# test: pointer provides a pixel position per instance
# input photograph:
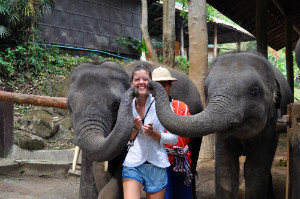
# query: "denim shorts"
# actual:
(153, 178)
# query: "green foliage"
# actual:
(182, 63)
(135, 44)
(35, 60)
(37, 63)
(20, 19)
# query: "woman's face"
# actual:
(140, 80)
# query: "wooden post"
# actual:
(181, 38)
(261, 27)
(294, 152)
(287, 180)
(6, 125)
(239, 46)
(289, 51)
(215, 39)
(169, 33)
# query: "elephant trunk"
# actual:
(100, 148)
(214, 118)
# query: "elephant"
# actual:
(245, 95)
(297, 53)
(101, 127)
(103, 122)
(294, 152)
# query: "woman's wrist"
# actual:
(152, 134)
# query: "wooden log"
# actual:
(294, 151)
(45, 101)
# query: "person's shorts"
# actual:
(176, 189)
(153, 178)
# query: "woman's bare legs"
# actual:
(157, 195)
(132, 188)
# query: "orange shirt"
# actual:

──────────

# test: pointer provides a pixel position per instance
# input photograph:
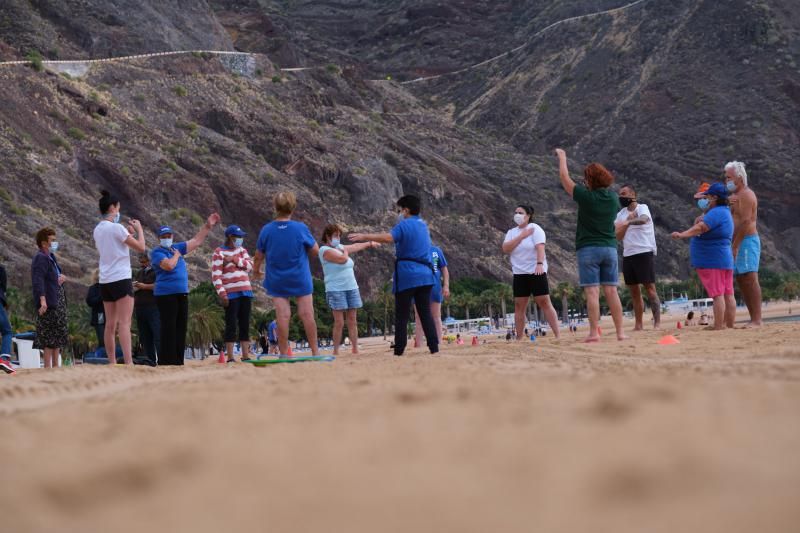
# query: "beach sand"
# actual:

──────────

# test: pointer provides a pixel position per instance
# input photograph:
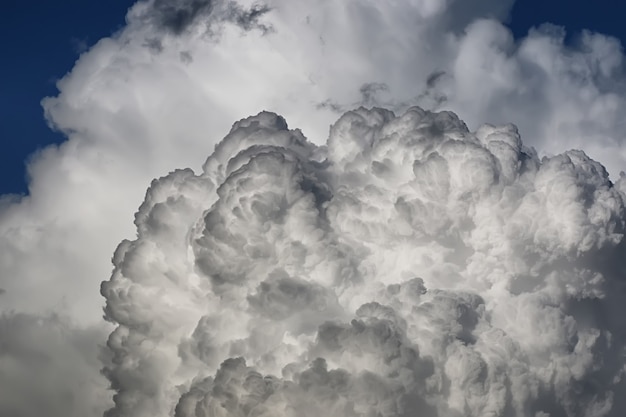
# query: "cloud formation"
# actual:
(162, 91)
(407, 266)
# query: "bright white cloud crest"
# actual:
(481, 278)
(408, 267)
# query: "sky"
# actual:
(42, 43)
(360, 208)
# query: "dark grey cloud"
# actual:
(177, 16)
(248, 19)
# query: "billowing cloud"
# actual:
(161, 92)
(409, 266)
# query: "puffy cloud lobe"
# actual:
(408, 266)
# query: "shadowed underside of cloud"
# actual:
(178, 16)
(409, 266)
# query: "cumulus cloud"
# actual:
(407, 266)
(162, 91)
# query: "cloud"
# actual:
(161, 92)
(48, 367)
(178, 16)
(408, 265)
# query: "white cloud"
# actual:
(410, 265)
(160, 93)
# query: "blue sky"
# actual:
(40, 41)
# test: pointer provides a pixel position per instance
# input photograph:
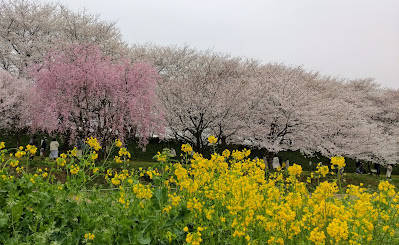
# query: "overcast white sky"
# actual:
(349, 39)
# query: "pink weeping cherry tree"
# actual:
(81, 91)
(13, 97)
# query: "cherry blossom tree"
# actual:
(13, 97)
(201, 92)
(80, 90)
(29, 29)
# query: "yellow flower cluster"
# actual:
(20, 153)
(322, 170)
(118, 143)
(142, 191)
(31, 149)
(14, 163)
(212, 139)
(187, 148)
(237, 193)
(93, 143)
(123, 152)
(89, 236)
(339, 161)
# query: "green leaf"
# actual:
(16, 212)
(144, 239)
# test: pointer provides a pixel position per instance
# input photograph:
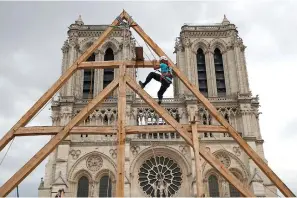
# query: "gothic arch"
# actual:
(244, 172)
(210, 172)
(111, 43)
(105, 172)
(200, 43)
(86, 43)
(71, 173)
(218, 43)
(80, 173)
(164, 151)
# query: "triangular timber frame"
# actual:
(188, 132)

──────────

■ **Directions**: Reproduce each line from the data that has "tree" in it.

■ **Exercise solution**:
# query: "pink weeping cherry tree"
# query: "cherry blossom tree"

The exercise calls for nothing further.